LIBERTY AND OUR PROPERTY
By Paul Garner, author “Yearning to Breathe Free: Questing for Liberty in a World of Authoritarians”.
Without the ownership of private property there can be no freedom. Our bodies, labor, earnings, and our property are private.
Everyone has property. Bodies, labor, earnings and property. The only question is whether we have sovereignty over that property.
Without the ownership of private property, there can be no liberty.
John Locke, the greatest influence on the founders of America, wrote “Every Man has a Property in his own Person. This no Body has any Right to but himself. The Labour of his Body, and the Work of his Hands, we may say, are properly his.” He continues: “The great and chief end therefore, of Men’s uniting into Commonwealths, and putting themselves under Government, is the Preservation of their Property.”
He continued, “Government can never have a Power to take to themselves the whole or any part of the Subject’s Property, without their own consent. For this would be in effect to leave them no Property at all.”
And yet, in America,
The feds and states own our bodies as is demonstrated by the fact that they have final say about what you can put into your body and what you are allowed or not allowed to do with your body.
The feds and states own your labor. They decide the minimum price that you can charge for your labor and they decide what activities you can and cannot labor at for money.
The feds and states own your earnings. They take their cut of 30-50% off the top of every dollar you labor for. Like the mob who extorts protection money from businesses, the feds and states use the threat of force to gain compliance.
The state and local governments own our homes and cars and boats charging us rent (taxes) to continue living there or operating vehicles.
If the feds and states really have the final say over all of these things then you must admit that the people own nothing, not even their own bodies, and have zero sovereignty and therefore zero true liberty. Is that ok with you?
Worst of all the feds and states only have this ownership because most American people support it.
Permits and Permission
Just yesterday as I was driving in our local community, I saw a sign posted about a community meeting to decide if permission would be given to a building owner to paint a mural on the side of his building near our downtown. If you are not outraged by this, you are likely an authoritarian. Permission and liberty are incompatible when it comes to someone’s property. In a state of liberty, someone who buys property with their own money has the sovereign title to that property, whether it is a home or a business or a recreation property. That sovereignty allows the buyer to do with that property as they choose as long as they do not directly harm someone. Authoritarians will differ. Authoritarians will gather in their community and declare that they have the sovereignty to decide the limits and requirements for all property in their community. They will contrive many hypothetical scenarios to manipulate and scare people. What if someone chooses to put a pig farm or slaughterhouse on their property? Certainly, that is a possibility along with many other activities or aesthetics. That is the nature of liberty and sovereignty. If some people do not want such activities in their community, they are free to purchase the land themselves and use it for activities that they prefer. That is their liberty. However, they would not be allowed to confiscate funds from others to accomplish it. Perhaps they can persuade some to voluntarily contribute their earnings to the effort.
Several years ago, I lived in a neighborhood with a wooded area adjacent to it. I was disappointed one day to see a sign that that land was for sale. After a time, someone purchased that land, cleared some beautiful trees, and built a large gym and a small retail strip alongside. My neighbors and I knew that this would lead to increased traffic along the road between the developed property and our neighborhood. I differed with my neighbors in what should be done. I pointed out that we did not buy the land and therefore had no sovereignty or right to limit what anyone should be able to do with their property, duly purchased with their own money. Authoritarians in the neighborhood disagreed and used the local city government to force limits and requirements on the new owners. This is a violation of liberty.

TASKS TO CARRY OUT:
A) Could you reproduce the rows from the line with "ridge, that would help a great deal." up to and including the line with "159 97 L 159", leaving the pictures out?
B) Can you write the next part of the essay on liberty and property, picking up after its final sentence?

EXCERPTED DATA:
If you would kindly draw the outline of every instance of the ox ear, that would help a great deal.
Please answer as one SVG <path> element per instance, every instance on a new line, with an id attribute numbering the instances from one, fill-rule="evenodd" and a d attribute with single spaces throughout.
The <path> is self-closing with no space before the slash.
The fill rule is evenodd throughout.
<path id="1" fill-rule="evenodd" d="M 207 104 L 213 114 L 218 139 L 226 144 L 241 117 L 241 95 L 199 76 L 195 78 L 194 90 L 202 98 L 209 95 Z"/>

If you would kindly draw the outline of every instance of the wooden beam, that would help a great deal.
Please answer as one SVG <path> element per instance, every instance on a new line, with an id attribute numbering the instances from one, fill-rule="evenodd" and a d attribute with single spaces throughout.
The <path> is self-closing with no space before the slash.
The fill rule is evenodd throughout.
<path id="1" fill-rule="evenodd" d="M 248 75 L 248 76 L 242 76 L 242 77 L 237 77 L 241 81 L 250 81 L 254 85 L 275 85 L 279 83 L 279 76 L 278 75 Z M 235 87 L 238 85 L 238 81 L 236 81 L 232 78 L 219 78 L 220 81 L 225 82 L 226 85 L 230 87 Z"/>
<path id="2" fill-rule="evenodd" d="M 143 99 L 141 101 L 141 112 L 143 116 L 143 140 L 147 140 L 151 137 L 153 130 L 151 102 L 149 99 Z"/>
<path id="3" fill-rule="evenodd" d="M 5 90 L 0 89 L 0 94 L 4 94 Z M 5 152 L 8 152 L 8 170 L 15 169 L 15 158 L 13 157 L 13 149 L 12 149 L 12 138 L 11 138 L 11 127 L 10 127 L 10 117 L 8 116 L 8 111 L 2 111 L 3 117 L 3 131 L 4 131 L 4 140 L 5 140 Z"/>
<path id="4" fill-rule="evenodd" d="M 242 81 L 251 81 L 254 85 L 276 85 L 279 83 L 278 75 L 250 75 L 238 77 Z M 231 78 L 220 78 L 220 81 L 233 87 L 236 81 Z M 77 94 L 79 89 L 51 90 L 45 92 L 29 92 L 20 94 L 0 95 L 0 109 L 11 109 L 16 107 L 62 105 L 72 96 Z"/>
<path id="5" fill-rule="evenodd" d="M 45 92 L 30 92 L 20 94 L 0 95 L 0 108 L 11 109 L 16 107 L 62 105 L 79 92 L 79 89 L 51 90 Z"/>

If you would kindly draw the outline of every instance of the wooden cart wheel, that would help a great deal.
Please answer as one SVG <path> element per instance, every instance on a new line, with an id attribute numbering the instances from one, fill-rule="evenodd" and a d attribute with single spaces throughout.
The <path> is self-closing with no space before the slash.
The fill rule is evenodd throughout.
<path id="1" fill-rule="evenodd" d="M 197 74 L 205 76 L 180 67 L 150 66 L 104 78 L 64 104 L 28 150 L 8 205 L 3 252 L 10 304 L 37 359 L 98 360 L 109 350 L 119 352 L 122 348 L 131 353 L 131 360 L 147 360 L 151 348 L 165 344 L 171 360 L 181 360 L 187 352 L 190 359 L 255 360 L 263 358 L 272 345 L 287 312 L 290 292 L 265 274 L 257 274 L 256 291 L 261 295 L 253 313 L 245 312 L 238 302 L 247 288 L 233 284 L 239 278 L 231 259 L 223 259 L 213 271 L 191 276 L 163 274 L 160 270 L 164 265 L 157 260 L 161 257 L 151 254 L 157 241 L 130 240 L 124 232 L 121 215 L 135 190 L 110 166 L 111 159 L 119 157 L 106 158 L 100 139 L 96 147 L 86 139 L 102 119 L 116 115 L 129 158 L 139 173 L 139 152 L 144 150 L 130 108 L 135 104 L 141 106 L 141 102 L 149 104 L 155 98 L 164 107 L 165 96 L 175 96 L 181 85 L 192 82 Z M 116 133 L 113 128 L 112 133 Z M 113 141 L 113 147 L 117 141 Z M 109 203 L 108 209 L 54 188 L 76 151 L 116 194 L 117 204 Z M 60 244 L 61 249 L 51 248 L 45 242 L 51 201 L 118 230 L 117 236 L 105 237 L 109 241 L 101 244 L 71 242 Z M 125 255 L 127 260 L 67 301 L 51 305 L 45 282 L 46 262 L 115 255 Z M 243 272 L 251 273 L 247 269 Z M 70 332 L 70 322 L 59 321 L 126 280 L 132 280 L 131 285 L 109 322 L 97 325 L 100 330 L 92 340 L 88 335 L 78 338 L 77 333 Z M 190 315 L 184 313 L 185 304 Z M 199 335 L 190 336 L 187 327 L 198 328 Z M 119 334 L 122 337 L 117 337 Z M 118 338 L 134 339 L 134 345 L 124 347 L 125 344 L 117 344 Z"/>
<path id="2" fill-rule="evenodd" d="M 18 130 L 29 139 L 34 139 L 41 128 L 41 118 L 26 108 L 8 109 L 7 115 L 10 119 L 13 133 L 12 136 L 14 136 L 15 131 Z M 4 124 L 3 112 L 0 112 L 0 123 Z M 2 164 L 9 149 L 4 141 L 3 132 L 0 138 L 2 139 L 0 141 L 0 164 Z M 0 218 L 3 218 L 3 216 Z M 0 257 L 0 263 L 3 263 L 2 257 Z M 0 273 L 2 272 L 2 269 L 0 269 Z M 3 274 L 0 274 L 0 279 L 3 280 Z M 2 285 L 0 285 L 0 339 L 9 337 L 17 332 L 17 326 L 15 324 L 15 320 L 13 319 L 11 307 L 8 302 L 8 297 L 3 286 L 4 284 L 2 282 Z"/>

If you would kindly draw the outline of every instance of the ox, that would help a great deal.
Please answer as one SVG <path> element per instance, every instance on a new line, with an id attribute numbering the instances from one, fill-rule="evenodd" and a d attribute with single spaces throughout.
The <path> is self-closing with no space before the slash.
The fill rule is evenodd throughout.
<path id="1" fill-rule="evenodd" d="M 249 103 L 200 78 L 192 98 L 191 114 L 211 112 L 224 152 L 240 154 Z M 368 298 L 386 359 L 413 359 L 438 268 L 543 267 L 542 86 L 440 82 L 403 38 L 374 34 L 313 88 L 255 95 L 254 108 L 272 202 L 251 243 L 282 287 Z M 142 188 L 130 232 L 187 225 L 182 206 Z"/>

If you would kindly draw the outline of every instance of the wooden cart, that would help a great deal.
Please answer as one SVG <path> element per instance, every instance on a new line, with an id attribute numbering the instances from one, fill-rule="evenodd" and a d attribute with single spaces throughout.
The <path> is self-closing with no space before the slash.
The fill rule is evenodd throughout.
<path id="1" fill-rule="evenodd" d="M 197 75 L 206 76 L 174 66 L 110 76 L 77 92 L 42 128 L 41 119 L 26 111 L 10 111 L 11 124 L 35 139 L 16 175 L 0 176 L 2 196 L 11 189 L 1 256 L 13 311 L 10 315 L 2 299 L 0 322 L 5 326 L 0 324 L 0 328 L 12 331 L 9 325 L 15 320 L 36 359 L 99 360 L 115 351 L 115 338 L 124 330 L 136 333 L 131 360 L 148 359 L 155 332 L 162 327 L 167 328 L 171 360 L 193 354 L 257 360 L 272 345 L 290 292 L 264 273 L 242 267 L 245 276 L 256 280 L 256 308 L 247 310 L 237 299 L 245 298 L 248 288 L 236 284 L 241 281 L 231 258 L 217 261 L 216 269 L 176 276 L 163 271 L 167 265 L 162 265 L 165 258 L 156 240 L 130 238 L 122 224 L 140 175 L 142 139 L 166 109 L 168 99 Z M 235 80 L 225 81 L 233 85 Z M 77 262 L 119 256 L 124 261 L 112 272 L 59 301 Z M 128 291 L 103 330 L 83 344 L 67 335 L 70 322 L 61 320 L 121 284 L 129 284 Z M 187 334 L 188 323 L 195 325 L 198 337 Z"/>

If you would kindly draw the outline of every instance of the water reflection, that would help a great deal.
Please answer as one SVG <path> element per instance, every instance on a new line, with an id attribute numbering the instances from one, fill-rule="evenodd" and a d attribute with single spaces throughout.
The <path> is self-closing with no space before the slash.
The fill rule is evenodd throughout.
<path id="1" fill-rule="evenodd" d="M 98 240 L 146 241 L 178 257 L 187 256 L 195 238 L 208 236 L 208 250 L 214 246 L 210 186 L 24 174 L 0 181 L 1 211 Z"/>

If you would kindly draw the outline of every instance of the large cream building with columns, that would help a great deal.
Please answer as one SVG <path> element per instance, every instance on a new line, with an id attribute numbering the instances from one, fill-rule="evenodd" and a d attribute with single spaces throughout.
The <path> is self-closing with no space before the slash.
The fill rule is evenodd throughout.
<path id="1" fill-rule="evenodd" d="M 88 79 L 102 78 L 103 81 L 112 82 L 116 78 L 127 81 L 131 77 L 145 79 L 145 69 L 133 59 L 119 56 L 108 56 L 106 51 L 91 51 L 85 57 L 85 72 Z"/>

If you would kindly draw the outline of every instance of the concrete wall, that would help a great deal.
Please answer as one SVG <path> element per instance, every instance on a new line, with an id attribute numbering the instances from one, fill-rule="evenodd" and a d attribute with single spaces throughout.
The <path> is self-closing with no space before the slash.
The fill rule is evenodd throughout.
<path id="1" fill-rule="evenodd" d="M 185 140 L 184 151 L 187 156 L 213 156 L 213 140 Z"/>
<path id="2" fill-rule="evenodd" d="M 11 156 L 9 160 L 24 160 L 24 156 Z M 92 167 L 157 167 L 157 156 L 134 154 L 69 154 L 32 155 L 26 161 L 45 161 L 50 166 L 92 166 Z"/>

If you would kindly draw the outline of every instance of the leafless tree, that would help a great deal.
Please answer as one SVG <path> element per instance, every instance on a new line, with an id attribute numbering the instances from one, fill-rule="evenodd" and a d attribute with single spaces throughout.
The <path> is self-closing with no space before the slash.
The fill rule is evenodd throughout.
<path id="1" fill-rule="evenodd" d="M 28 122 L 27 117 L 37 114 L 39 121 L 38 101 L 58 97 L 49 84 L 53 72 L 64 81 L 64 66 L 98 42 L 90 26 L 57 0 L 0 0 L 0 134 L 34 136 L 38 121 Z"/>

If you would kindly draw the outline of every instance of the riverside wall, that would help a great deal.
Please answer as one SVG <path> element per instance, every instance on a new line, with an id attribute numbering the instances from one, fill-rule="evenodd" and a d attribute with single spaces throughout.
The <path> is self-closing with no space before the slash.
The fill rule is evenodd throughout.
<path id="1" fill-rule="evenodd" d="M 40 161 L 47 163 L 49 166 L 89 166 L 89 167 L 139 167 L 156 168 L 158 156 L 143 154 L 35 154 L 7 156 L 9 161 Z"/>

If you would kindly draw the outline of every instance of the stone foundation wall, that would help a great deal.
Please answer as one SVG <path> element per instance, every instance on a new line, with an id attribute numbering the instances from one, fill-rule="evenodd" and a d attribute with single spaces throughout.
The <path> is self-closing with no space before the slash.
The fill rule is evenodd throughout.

* * *

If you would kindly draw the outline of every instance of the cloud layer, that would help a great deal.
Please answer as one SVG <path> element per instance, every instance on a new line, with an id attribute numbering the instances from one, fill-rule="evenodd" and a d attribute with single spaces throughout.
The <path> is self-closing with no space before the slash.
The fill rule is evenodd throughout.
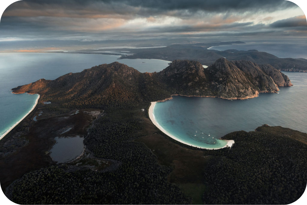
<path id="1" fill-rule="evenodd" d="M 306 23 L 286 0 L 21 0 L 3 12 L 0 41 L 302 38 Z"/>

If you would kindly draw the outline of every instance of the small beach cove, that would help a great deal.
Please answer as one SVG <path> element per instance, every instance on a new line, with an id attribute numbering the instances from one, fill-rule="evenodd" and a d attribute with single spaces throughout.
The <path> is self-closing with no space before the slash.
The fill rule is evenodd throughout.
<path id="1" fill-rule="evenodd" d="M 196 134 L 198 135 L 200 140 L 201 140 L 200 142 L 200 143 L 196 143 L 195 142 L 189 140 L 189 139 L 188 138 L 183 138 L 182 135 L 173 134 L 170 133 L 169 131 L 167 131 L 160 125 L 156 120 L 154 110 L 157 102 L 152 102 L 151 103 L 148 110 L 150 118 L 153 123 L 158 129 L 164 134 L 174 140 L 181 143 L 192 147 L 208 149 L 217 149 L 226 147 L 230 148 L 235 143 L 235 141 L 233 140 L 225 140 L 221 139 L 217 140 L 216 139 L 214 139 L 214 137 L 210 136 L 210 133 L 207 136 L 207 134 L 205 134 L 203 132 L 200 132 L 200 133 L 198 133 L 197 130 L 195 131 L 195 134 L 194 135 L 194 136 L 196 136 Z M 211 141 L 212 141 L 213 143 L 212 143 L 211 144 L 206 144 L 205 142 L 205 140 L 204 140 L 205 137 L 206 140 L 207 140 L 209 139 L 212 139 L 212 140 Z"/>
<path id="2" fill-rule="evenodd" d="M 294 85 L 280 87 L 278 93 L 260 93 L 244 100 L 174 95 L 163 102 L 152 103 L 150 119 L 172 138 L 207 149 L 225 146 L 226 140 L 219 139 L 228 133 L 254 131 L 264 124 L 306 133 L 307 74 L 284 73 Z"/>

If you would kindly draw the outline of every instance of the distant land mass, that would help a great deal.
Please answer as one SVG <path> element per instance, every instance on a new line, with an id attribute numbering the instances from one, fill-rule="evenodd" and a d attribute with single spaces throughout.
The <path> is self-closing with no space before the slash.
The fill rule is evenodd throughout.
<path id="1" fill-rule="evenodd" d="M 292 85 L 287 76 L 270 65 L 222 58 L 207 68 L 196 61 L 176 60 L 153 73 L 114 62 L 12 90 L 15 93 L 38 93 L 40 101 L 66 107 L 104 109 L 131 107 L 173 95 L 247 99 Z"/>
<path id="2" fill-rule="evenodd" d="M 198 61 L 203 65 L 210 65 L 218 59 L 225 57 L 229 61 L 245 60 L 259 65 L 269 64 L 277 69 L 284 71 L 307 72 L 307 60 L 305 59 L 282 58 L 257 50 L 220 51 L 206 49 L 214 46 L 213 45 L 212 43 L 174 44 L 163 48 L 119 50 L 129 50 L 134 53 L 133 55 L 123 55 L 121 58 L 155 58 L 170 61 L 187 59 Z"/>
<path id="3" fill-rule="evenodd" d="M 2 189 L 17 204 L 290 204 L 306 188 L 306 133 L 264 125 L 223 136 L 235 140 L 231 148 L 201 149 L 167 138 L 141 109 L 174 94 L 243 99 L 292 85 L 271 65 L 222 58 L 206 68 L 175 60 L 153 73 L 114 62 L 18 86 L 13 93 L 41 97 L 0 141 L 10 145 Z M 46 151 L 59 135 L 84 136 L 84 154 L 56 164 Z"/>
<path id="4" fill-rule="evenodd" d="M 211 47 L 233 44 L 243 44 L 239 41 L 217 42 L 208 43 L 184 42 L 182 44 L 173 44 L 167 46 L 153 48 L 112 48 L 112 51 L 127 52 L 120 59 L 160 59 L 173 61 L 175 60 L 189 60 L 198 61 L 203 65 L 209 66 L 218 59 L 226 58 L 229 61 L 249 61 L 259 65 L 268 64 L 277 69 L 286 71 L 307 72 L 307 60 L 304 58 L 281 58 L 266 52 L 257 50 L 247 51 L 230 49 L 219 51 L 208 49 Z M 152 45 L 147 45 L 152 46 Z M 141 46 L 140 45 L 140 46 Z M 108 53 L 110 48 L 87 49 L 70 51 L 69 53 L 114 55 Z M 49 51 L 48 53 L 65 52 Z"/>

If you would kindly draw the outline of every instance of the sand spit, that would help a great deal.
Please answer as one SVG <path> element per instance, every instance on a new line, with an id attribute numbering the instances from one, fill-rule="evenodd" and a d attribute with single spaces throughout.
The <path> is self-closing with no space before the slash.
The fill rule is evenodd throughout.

---

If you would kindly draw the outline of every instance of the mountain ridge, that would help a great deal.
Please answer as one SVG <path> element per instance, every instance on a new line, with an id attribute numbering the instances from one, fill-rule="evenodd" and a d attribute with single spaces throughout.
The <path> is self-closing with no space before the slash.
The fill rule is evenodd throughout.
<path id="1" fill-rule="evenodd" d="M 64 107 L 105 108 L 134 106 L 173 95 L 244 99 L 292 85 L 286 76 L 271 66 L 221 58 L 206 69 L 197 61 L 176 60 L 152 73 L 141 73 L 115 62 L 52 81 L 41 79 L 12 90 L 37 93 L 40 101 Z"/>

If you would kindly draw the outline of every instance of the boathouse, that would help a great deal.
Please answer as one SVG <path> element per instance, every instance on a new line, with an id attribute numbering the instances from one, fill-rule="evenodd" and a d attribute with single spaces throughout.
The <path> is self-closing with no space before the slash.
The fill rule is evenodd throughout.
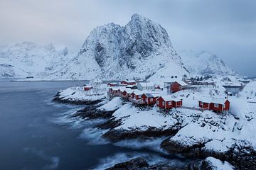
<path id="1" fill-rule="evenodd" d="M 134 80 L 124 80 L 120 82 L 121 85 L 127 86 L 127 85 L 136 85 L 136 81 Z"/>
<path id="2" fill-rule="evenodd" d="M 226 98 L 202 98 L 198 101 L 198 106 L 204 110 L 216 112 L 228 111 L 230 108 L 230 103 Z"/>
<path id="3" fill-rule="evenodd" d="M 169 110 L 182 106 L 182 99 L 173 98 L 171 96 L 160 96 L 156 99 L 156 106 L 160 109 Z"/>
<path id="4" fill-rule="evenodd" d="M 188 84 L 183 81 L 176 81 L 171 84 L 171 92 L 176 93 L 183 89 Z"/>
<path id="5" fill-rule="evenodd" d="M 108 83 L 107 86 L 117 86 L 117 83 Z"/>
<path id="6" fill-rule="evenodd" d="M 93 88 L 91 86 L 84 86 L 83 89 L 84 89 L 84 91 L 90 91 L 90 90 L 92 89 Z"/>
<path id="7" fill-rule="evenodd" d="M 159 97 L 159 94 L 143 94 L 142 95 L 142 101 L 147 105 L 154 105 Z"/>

EXERCISE RESULTS:
A)
If you would kindly draw the outline of every instance of the mountain ridge, that would help a great deal.
Please answer as one SVG <path> element per instance, every instance on a new line, with an id attribute numbering the instances from one, fill-rule="evenodd" and a d attribute with single spaces throughout.
The <path> is self-closing with no space before the slash.
The fill rule is evenodd throughout.
<path id="1" fill-rule="evenodd" d="M 64 107 L 105 108 L 134 106 L 173 95 L 244 99 L 292 85 L 286 76 L 271 66 L 221 58 L 206 69 L 197 61 L 176 60 L 152 73 L 141 73 L 115 62 L 52 81 L 41 79 L 12 90 L 37 93 L 40 101 Z"/>

If you would kindly draw the outline of every instance of the boathouse, that would help a great deal.
Please answer as one SVG <path> element per instance, every instance on a new line, with an id attribute numbering the instances from one, fill-rule="evenodd" and a d attribute with single spaces throughout.
The <path> is self-closing with no space before the slash.
The fill rule is evenodd throughout.
<path id="1" fill-rule="evenodd" d="M 134 80 L 124 80 L 120 82 L 121 85 L 127 86 L 127 85 L 136 85 L 136 81 Z"/>
<path id="2" fill-rule="evenodd" d="M 226 98 L 202 98 L 198 101 L 198 106 L 204 110 L 216 112 L 228 111 L 230 108 L 230 103 Z"/>
<path id="3" fill-rule="evenodd" d="M 169 110 L 182 106 L 182 99 L 173 98 L 171 96 L 160 96 L 156 99 L 156 106 L 160 109 Z"/>
<path id="4" fill-rule="evenodd" d="M 188 84 L 183 81 L 176 81 L 171 84 L 171 92 L 176 93 L 183 89 Z"/>
<path id="5" fill-rule="evenodd" d="M 108 83 L 107 86 L 117 86 L 117 83 Z"/>
<path id="6" fill-rule="evenodd" d="M 93 88 L 91 86 L 84 86 L 83 89 L 84 89 L 84 91 L 90 91 L 90 90 L 92 89 Z"/>
<path id="7" fill-rule="evenodd" d="M 159 97 L 159 94 L 143 94 L 142 95 L 142 101 L 147 105 L 154 105 Z"/>

B)
Towns and cities across the nation are famous for building codes and zoning. Authoritarians declare that they can decide the standards of building processes and limit what activities properties may be used for. The town authorities can’t be expected to understand all of the “right” techniques for building and so they often hire an individual, who claims to understand, to make those decisions. This always turns into a private tyranny and sometimes to corruption. Inspectors are nearly always authoritarians as few libertarians are likely to hold the position with the view that they will not interfere with what property owners choose to do with their own property.
In the town where I currently live, we must get “permission” from the town authorities to cut or remove any tree from our property with a trunk diameter greater than 2 inches. Other town authoritarians will limit what color you are allowed to paint your house. A city recently found itself in the news because they were fining the resident owners for having a vegetable garden in their front yard. Their neighbors found it below their aesthetic comfort.
A man in Miami not long ago found his house completely demolished by a bulldozer hired by the city. He had lived in the house over 50 years. The city had decided that he must upgrade his house to more current standards that they had set. An elderly, retired man, he did not have the money for these repairs and ignored the many notices by the city. The picture highlighted in the report showed him sitting in a patio chair in the midst of the rubble that had been his sovereign house. Did the city really have the sovereignty to demolish his house? Authoritarians will say yes. Are you an authoritarian?
Property is purchased from the earnings derived from the labor of our bodies. No government of a free society has the right to limit or require what we do with our property. If, like authoritarians often do, we disagree with this, we are admitting that no one owns their own property. In that case, there is no fundamental difference between renting a property or owning title to a property. Authoritarians have seized all property. Authoritarians declare that they are the final determinant of the purposes for property, the aesthetics of property, the value of property and the taxation that they will require to operate in their role as authoritarians.
Folks in communities across the country are acting in everyway as though they have the right of sovereignty to limit and coerce what people do with their own property, for moral, aesthetic, or nostalgic reasons. They use the cover of democracy to deprive property owners of their rights. Democracy and liberty are not equal. Liberty existed long before democracy. Government was created in the US to protect the liberty of the individual from the tyranny of democracy and government.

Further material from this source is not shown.